[Set task A] Could you rescale the entries from their very first line down to the line containing "point(426, 27)", both ends included, giving every line again with the requests in place and each coordinate in the answers multiplied by 1.8 and rounded to a whole number, halves up? Leave the pictures out of your answer.

|---|

You simply can not think too much of yourself when you teach 5 year olds. You can not take yourself too seriously when you are dancing around the classroom, flapping your arms. You can not worry about your professional image when you are reading a book that requires silly sound effects. Your students will see right through any conceit and call you on it.
That's why I have my students call me Mr. Winicur or Mr. Zev or sometimes just Zev if they can't remember the "Mr." part, but definitely not "Dr. Winicur." Protocols for honorifics are not worth their time and not worth my time. I figure that I can teach them respect for adults without confusing them about what to call whom when. Life is tough enough.
Part of my challenge is to come up with new and exciting ways to engage the students, particularly since I have such a mix of kids. Some of my kids are learning about Judaism for the VERY first time and some of them have been going to Jewish day school every day for the past three years. Some already know how to read, and some are just learning their A-B-Cs. It's a challenge.

|---|

[Set task B]
Answer these about the passage on teaching 5 year olds:
(i) Which form of address does the writer say the students should definitely not use?
(ii) For how long have some of the students been going to Jewish day school every day?
(iii) What kind of book does the writer mention reading when there's no room to worry about a professional image?

Entries locating objects in images
|---|

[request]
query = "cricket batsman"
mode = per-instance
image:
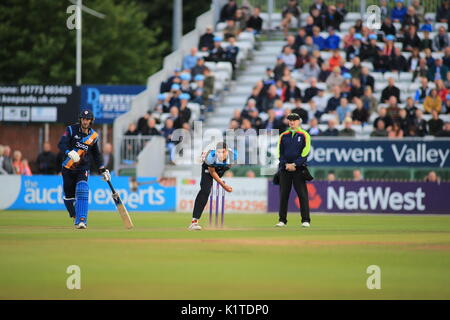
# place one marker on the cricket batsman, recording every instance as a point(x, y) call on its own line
point(79, 142)
point(217, 162)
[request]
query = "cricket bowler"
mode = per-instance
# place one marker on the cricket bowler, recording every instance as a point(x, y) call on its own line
point(79, 142)
point(216, 163)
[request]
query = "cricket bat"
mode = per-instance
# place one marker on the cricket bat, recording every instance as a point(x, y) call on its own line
point(123, 212)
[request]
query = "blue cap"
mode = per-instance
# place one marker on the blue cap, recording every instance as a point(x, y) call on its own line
point(184, 96)
point(390, 37)
point(185, 76)
point(426, 27)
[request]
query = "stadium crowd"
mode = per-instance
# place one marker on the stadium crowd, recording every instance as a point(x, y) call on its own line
point(393, 82)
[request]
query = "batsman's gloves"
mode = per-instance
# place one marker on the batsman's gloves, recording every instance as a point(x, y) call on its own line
point(106, 176)
point(74, 156)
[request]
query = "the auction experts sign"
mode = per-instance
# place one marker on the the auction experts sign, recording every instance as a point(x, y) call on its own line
point(46, 193)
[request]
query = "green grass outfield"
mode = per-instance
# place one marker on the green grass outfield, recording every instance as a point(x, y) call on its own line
point(249, 259)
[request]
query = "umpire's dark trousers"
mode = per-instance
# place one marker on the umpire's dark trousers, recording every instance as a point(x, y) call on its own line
point(287, 179)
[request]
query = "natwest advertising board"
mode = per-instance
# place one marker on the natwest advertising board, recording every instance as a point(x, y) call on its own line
point(369, 197)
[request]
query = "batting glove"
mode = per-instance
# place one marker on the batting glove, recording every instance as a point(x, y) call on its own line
point(106, 176)
point(74, 156)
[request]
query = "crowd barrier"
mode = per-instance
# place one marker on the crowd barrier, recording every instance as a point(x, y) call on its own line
point(250, 195)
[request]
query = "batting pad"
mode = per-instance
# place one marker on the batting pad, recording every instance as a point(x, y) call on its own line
point(81, 203)
point(69, 203)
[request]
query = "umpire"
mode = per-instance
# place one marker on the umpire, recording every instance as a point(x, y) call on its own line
point(293, 146)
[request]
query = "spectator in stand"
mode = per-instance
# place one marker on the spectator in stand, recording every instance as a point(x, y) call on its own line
point(432, 102)
point(309, 45)
point(357, 91)
point(343, 110)
point(443, 12)
point(396, 131)
point(356, 68)
point(314, 128)
point(355, 50)
point(150, 129)
point(426, 42)
point(441, 40)
point(438, 71)
point(435, 124)
point(318, 18)
point(291, 92)
point(108, 157)
point(419, 125)
point(398, 62)
point(254, 23)
point(404, 122)
point(388, 27)
point(190, 60)
point(432, 177)
point(410, 109)
point(217, 53)
point(321, 102)
point(380, 130)
point(347, 131)
point(370, 103)
point(241, 20)
point(206, 41)
point(292, 10)
point(324, 72)
point(335, 78)
point(298, 109)
point(310, 70)
point(333, 18)
point(17, 163)
point(421, 70)
point(445, 132)
point(231, 30)
point(46, 160)
point(318, 40)
point(383, 116)
point(390, 90)
point(370, 51)
point(331, 130)
point(334, 101)
point(384, 9)
point(393, 109)
point(360, 115)
point(332, 41)
point(289, 58)
point(398, 13)
point(311, 91)
point(411, 39)
point(411, 19)
point(228, 11)
point(442, 91)
point(349, 37)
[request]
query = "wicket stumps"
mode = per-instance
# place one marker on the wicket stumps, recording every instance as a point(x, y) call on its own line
point(216, 205)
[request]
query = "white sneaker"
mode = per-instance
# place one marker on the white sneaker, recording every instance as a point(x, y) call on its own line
point(81, 225)
point(195, 226)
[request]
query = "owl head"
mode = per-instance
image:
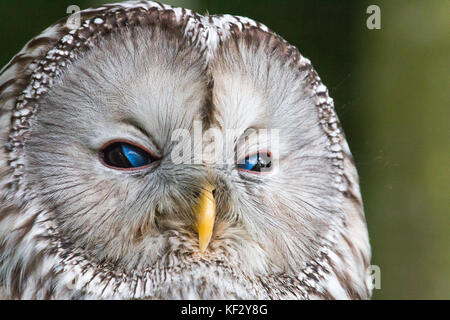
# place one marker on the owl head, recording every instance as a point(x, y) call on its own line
point(152, 152)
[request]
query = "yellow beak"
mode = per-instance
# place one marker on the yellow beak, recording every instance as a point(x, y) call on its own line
point(205, 213)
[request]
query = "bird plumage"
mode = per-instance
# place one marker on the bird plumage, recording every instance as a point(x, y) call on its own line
point(72, 228)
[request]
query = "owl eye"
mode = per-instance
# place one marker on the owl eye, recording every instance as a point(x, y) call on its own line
point(258, 162)
point(122, 155)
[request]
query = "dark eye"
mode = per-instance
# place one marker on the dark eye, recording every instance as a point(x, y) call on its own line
point(258, 162)
point(123, 155)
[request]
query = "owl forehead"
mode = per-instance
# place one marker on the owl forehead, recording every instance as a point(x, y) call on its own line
point(47, 60)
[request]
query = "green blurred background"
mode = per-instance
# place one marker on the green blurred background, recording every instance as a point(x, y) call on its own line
point(391, 91)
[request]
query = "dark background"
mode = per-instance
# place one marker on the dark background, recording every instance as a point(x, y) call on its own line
point(391, 92)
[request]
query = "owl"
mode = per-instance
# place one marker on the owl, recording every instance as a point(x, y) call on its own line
point(113, 183)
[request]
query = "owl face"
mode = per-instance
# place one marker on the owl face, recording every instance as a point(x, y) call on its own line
point(126, 202)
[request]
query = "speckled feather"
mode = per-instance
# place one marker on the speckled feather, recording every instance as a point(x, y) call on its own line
point(54, 269)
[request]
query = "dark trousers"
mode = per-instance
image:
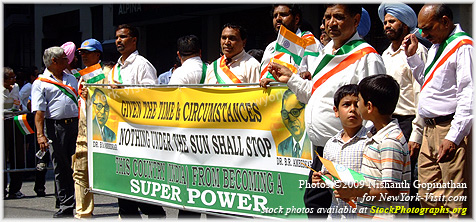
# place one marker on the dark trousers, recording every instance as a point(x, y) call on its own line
point(40, 174)
point(129, 209)
point(405, 123)
point(316, 198)
point(15, 154)
point(63, 134)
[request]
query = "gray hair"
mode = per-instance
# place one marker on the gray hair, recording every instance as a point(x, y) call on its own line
point(7, 70)
point(50, 53)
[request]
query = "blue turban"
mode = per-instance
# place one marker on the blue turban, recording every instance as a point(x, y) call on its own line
point(400, 11)
point(364, 25)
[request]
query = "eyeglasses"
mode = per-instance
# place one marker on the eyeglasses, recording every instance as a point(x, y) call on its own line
point(294, 112)
point(100, 106)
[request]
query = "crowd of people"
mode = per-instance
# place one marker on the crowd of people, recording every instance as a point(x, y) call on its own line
point(417, 101)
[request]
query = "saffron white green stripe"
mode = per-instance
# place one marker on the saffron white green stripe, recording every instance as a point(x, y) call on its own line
point(23, 125)
point(291, 44)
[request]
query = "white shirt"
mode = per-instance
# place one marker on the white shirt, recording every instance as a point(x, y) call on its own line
point(25, 92)
point(397, 67)
point(54, 102)
point(270, 52)
point(450, 90)
point(321, 123)
point(189, 73)
point(9, 97)
point(135, 70)
point(242, 65)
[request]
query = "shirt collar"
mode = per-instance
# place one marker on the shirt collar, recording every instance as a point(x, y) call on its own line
point(130, 59)
point(382, 133)
point(236, 57)
point(328, 48)
point(301, 142)
point(361, 134)
point(392, 53)
point(193, 59)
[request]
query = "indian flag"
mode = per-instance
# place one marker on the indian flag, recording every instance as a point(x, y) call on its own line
point(341, 172)
point(310, 45)
point(75, 73)
point(291, 44)
point(287, 65)
point(23, 125)
point(92, 74)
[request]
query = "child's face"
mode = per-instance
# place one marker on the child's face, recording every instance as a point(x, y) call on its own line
point(362, 108)
point(348, 112)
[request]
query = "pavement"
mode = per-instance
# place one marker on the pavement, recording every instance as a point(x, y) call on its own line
point(42, 208)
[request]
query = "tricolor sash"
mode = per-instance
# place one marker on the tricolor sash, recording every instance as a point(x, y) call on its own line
point(204, 73)
point(445, 50)
point(92, 74)
point(224, 74)
point(67, 90)
point(113, 74)
point(347, 55)
point(308, 43)
point(265, 70)
point(291, 44)
point(22, 123)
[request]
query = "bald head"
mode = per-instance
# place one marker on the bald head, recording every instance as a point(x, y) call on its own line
point(435, 22)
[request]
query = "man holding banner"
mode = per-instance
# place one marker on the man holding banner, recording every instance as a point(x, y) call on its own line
point(54, 98)
point(193, 70)
point(95, 72)
point(345, 60)
point(290, 17)
point(235, 66)
point(446, 102)
point(132, 68)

|---|

[Exercise solution A]
[request]
query = "cricket batsman"
mode = per-instance
image:
# place one marker on the cricket batsman, recording every instance as a point(x, y) call on its own line
point(142, 256)
point(391, 292)
[request]
query = "cricket bowler"
mode = per-instance
# place one marker on the cricket bowler, recording every instance as a point(x, y) call on its own line
point(142, 256)
point(389, 293)
[request]
query = "cricket bat"
mode = per-instance
# place one marker on the cricket bat, recording every instance as a point(x, y) call on its own line
point(221, 382)
[request]
query = "blue cap"
mode = per-instance
# place one marker on the blue cap, recording every instance as a point(x, y) call on its own line
point(331, 173)
point(702, 67)
point(333, 137)
point(767, 49)

[Exercise solution B]
(i) "Dr. Winicur."
(ii) For the past three years.
(iii) A book that requires silly sound effects.